Problem details =
Write each line again exactly as it is, from the opening line of the records below through the one containing "positive clicks: (374, 171)", and add nothing.

Stored data =
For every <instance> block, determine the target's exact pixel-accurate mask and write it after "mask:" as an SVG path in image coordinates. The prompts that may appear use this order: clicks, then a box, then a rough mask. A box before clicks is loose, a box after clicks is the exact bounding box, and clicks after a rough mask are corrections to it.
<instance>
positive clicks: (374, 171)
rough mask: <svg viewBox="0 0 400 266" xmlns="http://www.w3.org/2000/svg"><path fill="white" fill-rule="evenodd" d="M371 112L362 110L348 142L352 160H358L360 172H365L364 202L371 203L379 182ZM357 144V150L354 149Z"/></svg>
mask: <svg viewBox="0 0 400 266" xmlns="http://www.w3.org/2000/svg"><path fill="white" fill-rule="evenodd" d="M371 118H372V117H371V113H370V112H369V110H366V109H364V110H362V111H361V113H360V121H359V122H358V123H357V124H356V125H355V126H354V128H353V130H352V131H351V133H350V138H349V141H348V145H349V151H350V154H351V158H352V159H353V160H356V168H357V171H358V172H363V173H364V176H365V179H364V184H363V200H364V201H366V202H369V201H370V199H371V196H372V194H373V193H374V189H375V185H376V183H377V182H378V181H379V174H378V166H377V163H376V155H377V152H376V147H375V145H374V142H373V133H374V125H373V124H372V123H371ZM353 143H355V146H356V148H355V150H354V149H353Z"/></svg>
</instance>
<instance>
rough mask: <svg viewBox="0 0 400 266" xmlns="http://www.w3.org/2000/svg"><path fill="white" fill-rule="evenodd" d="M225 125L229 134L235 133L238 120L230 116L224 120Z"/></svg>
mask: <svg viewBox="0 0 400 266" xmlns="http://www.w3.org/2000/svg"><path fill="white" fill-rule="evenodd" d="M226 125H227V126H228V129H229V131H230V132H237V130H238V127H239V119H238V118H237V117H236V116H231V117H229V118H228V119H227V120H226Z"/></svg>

Solution =
For every <instance> block, determine the target's exact pixel-accurate mask and write it after "mask:" as an SVG path in image coordinates. The prompts that may appear use this order: clicks, then a box, then a rough mask. A box before clicks is loose, a box after clicks is the exact bounding box, and clicks after a rough mask are corrections to it.
<instance>
positive clicks: (374, 171)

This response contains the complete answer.